**TASK TO CARRY OUT**
Pull out each line of the data below that contains the word "image".

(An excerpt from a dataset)

▼▼▼

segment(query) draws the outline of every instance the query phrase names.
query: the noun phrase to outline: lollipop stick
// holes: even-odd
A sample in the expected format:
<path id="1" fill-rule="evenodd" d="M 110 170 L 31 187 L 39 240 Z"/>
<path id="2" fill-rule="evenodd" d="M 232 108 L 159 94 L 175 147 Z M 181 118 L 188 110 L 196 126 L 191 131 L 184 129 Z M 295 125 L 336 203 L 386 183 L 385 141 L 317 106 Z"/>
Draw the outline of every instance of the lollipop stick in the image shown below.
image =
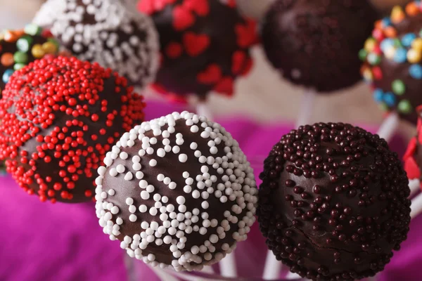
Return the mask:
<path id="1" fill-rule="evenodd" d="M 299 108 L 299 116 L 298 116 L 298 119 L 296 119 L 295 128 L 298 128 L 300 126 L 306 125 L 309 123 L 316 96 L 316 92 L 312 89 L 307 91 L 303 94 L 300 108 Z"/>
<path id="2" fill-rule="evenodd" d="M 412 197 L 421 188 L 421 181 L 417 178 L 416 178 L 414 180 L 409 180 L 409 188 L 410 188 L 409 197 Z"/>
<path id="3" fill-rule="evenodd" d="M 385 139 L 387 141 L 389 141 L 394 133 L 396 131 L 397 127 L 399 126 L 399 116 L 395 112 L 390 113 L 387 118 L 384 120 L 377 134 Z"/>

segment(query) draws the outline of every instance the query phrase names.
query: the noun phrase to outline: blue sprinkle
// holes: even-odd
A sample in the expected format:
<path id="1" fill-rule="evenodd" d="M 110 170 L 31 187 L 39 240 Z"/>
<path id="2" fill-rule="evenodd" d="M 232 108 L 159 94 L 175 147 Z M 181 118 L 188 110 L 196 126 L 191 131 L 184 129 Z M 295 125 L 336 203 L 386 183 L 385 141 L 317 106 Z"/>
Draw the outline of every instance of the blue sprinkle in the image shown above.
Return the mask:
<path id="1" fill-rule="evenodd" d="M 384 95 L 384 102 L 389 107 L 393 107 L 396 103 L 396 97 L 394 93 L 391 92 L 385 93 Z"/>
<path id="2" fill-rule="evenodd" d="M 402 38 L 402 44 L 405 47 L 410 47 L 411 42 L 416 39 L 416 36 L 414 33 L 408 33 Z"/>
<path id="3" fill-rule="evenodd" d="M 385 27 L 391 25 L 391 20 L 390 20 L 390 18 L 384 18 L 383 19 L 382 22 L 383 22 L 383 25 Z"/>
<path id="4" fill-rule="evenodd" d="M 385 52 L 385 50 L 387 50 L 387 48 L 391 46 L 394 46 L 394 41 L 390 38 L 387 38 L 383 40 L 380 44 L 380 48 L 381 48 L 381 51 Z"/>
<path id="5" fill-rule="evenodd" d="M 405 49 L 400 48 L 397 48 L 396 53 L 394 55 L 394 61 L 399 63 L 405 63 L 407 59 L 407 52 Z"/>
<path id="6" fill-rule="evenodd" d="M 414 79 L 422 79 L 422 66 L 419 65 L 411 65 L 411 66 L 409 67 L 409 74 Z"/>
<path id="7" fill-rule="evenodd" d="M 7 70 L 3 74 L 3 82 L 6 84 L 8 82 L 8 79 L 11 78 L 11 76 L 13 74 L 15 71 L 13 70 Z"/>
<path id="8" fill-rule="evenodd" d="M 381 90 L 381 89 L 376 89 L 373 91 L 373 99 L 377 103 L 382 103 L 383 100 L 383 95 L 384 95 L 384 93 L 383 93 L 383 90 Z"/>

▲▲▲
▼▼▼

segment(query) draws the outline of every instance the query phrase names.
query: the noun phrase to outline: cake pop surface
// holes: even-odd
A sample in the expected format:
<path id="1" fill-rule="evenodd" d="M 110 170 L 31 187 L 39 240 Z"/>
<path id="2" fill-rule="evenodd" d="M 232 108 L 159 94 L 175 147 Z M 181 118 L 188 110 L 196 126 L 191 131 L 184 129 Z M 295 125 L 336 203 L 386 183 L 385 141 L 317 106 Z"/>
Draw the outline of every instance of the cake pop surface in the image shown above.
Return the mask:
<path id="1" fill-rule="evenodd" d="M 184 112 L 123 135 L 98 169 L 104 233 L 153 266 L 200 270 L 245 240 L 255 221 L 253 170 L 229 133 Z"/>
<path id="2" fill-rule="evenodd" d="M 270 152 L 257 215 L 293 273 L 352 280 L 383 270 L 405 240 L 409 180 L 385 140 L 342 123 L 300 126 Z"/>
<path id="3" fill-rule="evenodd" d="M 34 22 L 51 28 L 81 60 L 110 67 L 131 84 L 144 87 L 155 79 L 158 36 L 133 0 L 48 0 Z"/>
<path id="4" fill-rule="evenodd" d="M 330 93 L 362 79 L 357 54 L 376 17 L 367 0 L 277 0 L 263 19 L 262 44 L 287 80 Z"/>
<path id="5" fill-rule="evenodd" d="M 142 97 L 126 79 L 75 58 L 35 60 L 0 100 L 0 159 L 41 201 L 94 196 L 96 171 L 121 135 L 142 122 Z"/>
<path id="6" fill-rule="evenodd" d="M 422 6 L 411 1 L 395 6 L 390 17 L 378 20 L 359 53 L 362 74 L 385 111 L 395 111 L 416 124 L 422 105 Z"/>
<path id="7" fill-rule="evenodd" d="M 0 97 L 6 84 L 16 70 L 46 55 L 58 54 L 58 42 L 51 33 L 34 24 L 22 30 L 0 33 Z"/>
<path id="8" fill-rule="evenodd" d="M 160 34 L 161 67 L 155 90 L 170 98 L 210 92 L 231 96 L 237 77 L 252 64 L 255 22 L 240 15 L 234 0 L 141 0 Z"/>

▲▲▲

**REPLY**
Draw the outline of every instance of the lollipop stick in the image shown below.
image =
Draw the outline of every instance of the blue sprinkle in the image shown above.
Draw the outline of every instance of the cake pop surface in the image shown above.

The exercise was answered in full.